> **Lista de tarefas**
1: Copie o trecho do relatório sobre a morte de Juscelino Kubitschek que começa em "2 - Dois episódios, que" e termina em "vida do ex-Presidente.".
2: Reescreva em forma de lista o parágrafo do relatório sobre a morte de Juscelino Kubitschek que começa com "1 - Contradições constantes", mantendo os fatos principais.
3: Retome o relatório sobre a morte de Juscelino Kubitschek e continue-o a partir de onde ele para.

> **Texto fornecido**
RELATÓRIO FINAL DA COMISSÃO ESPECIAL PARA, NO PRAZO DE 60 DIAS, ACOMPANHAR, SUBSIDIAR E DAR O NECESSÁRIO APOIO INSTITUCIONAL AOS TRABALHOS DA COMISSÃO EXTERNA DA CÂMARA DOS DEPUTADOS DESTINADA A ESCLARECER AS CIRCUNSTÂNCIAS EM QUE OCORREU A MORTE DO EX-PRESIDENTE JUSCELINO KUBITSCHEK, NO ACIDENTE OCORRIDO NA RODOVIA PRESIDENTE DUTRA.
(Publicado em 07/11/2000)
ANTECEDENTES
O ex-Presidente Juscelino Kubitschek de Oliveira faleceu em 22/8/76, vítima de um acidente automobilístico, no Km 165 da Rodovia Presidente Dutra, no município de Rezende, localizado no Estado do Rio de Janeiro.
O carro - um opala - dirigido por seu motorista de confiança, Geraldo Ribeiro, atravessou o canteiro divisório da pista, colidindo com uma carreta scânia.
1 - Contradições constantes no processo referente à morte do ex-Presidente, dentre as quais podem ser destacadas: afirmação de que o ônibus da empresa Cometa havia batido no opala, provocando o desastre, baseada em depoimentos conflitantes e sem uma investigação mais aprofundada; utilização de instituto particular para fazer as perícias, com mudança de peritos; ausência de material fotográfico, que foi ocultado.
2 - Dois episódios, que revelaram publicamente o incômodo sentido pelas autoridades que comandavam o País, à época, com a presença de Juscelino Kubitschek, que, diga-se de passagem, nunca perdeu a popularidade e o amor do cidadão comum, a saber:
a) a torre de Brasília proibiu o pouso de um avião que sobrevoava a Capital, com pane por falta de combustível, uma vez que o ex-Presidente estava a bordo da aeronave;b) o caso Parasar, divulgado por revista de circulação nacional, contendo denúncia de um militar de atentado contra a vida do ex-Presidente.

> **Dados fornecidos**
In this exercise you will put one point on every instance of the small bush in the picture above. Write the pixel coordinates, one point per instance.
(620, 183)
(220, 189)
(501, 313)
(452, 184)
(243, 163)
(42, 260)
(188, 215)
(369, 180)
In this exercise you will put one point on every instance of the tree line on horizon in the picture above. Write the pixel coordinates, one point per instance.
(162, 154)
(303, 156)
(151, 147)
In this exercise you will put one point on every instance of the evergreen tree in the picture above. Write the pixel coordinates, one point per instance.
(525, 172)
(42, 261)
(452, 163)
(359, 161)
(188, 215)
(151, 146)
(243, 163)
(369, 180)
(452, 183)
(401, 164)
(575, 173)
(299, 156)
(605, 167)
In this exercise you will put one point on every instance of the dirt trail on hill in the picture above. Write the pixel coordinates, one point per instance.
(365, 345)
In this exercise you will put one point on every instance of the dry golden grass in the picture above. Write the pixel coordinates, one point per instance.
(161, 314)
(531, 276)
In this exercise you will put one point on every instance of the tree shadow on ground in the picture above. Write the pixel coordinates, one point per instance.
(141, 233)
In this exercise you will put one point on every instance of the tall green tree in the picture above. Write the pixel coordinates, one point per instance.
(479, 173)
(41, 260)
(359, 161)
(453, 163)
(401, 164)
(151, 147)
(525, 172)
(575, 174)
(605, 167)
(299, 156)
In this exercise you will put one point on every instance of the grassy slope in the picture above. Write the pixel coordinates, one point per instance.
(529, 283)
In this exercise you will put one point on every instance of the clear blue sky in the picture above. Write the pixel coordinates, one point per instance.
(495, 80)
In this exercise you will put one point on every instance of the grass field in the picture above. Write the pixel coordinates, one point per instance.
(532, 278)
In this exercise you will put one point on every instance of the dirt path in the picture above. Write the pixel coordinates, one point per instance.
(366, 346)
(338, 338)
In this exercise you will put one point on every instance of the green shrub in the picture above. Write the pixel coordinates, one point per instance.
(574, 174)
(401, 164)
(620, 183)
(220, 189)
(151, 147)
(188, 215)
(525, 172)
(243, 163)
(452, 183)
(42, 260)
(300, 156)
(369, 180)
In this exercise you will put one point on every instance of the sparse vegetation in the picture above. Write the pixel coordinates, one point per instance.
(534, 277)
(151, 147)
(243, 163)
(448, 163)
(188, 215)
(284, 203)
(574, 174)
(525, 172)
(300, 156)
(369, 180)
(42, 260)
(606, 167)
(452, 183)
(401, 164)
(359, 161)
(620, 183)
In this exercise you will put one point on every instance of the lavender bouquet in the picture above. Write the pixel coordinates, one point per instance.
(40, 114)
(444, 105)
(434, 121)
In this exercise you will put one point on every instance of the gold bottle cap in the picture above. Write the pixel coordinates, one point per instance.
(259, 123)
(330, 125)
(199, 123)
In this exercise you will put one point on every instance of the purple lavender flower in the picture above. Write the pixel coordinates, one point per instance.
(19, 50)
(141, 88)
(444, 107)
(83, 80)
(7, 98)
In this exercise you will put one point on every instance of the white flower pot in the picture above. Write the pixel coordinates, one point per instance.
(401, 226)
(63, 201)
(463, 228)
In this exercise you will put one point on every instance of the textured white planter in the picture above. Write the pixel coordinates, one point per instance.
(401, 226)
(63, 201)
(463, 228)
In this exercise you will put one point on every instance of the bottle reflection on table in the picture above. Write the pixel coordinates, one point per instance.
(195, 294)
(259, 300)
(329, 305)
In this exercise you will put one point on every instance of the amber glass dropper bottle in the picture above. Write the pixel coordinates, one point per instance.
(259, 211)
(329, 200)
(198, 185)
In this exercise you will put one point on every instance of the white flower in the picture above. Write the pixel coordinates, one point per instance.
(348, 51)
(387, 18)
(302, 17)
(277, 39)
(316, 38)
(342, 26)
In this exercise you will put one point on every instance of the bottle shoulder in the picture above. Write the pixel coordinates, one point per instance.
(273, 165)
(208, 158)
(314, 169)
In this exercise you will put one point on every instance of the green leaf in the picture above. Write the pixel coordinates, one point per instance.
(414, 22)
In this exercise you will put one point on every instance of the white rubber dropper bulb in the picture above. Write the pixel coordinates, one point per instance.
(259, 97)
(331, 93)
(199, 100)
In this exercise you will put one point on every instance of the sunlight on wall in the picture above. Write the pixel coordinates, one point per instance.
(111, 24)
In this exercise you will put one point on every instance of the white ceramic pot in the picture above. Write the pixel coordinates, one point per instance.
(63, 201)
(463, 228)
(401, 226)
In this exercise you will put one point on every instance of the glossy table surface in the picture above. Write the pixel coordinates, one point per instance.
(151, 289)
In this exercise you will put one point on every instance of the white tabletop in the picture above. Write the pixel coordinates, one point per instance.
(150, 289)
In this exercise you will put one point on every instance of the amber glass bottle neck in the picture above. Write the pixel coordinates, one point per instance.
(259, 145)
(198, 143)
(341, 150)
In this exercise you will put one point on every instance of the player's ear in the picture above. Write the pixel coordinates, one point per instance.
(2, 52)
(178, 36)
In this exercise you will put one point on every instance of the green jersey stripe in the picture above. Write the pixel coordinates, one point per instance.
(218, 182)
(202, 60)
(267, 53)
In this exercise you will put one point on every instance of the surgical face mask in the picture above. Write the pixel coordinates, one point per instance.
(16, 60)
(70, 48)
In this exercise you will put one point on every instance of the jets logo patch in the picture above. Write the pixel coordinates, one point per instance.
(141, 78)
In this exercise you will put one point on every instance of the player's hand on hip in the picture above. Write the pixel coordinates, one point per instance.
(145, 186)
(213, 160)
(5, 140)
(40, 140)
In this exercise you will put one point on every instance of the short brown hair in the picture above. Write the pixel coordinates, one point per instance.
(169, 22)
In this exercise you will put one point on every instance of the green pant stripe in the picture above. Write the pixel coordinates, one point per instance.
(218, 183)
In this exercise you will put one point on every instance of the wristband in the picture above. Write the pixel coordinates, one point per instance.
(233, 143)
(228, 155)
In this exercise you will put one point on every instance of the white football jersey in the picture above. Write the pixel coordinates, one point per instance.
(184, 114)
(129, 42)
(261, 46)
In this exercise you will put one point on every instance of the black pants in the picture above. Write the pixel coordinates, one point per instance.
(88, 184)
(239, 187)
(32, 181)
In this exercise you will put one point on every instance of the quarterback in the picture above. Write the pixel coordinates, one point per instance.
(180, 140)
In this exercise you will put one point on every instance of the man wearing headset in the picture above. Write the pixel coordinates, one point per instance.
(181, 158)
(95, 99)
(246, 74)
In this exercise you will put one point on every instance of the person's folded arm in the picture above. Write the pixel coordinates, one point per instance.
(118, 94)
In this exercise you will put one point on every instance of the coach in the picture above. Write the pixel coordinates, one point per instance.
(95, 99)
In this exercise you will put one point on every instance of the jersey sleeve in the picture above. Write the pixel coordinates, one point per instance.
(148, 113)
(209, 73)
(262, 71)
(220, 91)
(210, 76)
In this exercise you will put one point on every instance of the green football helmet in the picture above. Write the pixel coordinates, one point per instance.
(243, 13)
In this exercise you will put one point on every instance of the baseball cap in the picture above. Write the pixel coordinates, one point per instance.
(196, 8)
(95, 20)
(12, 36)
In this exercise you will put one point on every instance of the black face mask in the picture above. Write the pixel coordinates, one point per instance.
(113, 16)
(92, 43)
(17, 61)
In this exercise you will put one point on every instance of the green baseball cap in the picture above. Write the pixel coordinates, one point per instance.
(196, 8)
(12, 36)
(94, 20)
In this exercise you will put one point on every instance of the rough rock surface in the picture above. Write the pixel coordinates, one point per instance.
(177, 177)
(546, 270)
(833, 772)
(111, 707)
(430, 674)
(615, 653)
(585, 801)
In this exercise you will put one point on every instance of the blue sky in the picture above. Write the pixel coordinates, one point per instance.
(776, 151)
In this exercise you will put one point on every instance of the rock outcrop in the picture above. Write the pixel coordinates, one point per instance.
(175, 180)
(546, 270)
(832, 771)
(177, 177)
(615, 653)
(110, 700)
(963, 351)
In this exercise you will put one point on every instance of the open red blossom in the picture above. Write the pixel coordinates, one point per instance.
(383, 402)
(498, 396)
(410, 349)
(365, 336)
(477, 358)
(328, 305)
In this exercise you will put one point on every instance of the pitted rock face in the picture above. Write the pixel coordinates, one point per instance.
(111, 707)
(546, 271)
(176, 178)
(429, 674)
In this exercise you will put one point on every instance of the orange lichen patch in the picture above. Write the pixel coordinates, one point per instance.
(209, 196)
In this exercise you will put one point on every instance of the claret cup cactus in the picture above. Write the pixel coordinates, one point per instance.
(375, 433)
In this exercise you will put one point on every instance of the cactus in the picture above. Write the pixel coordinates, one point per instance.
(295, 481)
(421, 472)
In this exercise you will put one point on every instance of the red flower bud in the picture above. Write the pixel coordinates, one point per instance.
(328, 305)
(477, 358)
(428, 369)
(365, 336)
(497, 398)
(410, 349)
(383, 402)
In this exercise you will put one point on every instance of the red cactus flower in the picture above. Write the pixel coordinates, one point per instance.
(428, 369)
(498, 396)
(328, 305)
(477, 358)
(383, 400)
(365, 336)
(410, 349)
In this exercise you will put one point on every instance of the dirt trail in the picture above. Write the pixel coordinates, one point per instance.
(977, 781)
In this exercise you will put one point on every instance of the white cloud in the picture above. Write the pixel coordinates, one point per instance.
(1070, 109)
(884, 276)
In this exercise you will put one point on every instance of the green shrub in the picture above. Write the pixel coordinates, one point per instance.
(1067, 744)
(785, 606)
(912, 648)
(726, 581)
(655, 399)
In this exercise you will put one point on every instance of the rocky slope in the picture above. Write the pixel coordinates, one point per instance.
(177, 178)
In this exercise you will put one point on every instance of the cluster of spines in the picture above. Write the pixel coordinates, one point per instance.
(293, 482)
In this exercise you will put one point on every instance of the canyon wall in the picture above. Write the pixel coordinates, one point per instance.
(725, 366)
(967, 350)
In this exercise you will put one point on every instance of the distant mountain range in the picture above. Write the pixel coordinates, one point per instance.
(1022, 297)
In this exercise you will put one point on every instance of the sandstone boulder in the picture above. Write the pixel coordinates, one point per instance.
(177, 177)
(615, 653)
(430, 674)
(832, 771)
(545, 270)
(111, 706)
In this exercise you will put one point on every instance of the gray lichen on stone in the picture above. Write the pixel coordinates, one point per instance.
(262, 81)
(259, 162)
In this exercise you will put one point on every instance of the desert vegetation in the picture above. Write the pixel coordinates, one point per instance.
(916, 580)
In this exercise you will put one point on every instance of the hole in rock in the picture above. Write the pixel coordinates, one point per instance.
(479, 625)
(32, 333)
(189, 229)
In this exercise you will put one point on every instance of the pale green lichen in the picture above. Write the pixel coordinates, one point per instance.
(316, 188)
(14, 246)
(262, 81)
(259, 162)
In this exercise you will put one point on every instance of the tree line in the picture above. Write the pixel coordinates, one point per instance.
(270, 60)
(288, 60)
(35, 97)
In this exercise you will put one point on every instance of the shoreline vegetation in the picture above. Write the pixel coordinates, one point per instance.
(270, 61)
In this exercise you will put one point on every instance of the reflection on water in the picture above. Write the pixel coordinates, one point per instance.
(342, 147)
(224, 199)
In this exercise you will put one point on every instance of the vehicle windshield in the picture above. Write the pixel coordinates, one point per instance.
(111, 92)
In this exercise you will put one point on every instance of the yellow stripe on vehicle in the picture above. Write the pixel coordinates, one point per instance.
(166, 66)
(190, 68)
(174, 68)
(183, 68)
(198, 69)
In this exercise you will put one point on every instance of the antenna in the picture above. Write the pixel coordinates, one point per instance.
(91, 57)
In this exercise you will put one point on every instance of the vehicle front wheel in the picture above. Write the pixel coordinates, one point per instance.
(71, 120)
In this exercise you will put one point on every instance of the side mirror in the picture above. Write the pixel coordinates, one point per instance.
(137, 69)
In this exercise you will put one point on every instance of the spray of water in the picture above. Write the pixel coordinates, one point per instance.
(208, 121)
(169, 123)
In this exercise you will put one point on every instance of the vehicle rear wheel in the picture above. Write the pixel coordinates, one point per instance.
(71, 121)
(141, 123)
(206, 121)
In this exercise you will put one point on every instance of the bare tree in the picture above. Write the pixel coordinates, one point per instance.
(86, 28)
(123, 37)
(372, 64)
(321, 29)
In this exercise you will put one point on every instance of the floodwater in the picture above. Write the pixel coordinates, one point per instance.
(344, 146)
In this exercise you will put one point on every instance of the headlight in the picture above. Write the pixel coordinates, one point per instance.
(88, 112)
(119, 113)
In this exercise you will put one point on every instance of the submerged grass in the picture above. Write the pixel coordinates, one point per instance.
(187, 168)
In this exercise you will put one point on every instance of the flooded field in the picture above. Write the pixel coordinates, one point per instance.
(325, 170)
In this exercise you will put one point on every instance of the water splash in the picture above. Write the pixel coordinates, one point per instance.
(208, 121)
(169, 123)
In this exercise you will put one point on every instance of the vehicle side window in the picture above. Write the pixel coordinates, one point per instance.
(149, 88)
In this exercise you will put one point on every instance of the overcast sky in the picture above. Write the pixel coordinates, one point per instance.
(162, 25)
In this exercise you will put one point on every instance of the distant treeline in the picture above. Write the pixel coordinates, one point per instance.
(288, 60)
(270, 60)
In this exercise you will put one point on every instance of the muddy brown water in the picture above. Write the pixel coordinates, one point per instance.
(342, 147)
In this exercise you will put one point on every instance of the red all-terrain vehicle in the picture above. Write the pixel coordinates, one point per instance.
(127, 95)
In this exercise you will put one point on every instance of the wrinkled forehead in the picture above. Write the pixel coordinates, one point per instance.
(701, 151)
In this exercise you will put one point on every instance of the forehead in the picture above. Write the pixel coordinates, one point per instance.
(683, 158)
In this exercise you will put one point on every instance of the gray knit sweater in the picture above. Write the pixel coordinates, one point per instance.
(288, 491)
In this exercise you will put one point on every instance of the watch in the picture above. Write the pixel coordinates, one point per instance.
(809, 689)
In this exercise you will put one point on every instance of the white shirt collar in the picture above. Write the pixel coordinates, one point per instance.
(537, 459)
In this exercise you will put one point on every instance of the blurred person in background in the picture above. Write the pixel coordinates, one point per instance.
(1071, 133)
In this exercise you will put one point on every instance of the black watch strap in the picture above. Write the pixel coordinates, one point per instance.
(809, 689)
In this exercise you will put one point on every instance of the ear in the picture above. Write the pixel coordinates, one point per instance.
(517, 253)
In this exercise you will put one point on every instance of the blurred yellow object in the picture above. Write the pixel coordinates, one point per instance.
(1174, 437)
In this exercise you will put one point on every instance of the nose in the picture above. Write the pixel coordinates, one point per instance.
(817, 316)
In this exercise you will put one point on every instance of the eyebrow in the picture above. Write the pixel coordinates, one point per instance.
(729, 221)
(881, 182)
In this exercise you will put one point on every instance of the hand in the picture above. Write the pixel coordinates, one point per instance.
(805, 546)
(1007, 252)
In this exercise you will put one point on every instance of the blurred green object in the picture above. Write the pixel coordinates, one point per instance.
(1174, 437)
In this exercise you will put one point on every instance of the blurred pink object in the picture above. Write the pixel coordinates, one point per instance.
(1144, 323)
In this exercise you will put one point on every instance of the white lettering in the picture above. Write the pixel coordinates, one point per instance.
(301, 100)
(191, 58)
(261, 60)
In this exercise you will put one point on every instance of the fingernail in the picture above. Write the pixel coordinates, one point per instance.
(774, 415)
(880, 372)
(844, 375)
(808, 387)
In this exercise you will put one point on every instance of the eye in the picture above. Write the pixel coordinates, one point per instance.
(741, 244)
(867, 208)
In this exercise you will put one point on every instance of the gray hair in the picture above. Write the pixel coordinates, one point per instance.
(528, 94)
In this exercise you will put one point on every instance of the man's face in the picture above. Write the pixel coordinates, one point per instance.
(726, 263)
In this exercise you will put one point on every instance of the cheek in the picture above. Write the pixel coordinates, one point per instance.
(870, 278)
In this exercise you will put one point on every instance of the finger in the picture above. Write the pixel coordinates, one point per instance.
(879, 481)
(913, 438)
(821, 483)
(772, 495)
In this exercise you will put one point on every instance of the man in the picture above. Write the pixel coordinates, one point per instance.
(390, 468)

> **Resultados em ordem**
1:
2 - Dois episódios, que revelaram publicamente o incômodo sentido pelas autoridades que comandavam o País, à época, com a presença de Juscelino Kubitschek, que, diga-se de passagem, nunca perdeu a popularidade e o amor do cidadão comum, a saber:
a) a torre de Brasília proibiu o pouso de um avião que sobrevoava a Capital, com pane por falta de combustível, uma vez que o ex-Presidente estava a bordo da aeronave;b) o caso Parasar, divulgado por revista de circulação nacional, contendo denúncia de um militar de atentado contra a vida do ex-Presidente.

2:
Contradições no processo sobre a morte do ex-Presidente:
- afirmação de que um ônibus da empresa Cometa bateu no opala e causou o desastre, baseada em depoimentos conflitantes e sem investigação mais aprofundada;
- uso de instituto particular para fazer as perícias, com troca de peritos;
- ausência de material fotográfico, que foi ocultado.

3:
3 - Juscelino Kubitschek sentia-se ameaçado de morte, conforme inúmeros depoimentos a pessoas mais próximas a ele, inclusive escritos, tendo convicção absoluta de ter o telefone grampeado.
4 - Quinze dias antes de sua morte, correu o País um boato de que o ex- Presidente havia morrido em acidente de carro. A Câmara dos Deputados criou, em 14/6/2000, comissão externa para investigar as circunstâncias da morte do ex-Presidente.
Duas linhas de trabalho foram estabelecidas: uma, material, ligada diretamente s circunstâncias que vitimaram o ex-Presidente, buscando determinar se o acidente teve causas naturais ou se teria sido provocado; a segunda, uma investigação política, histórico-ideológica, partindo dos sinais da chamada Operação Condor.
Essa operação, apoiada pelas ditaduras militares do continente, teria sido responsável por perseguições e atentados contra opositores dos governos militares latino-americanos na década de 70, suspeitando-se da existência de uma conspiração no Cone Sul e na América Latina para impedir a ascensão ou o regresso dos líderes excluídos, como seria o caso de Juscelino Kubitschek.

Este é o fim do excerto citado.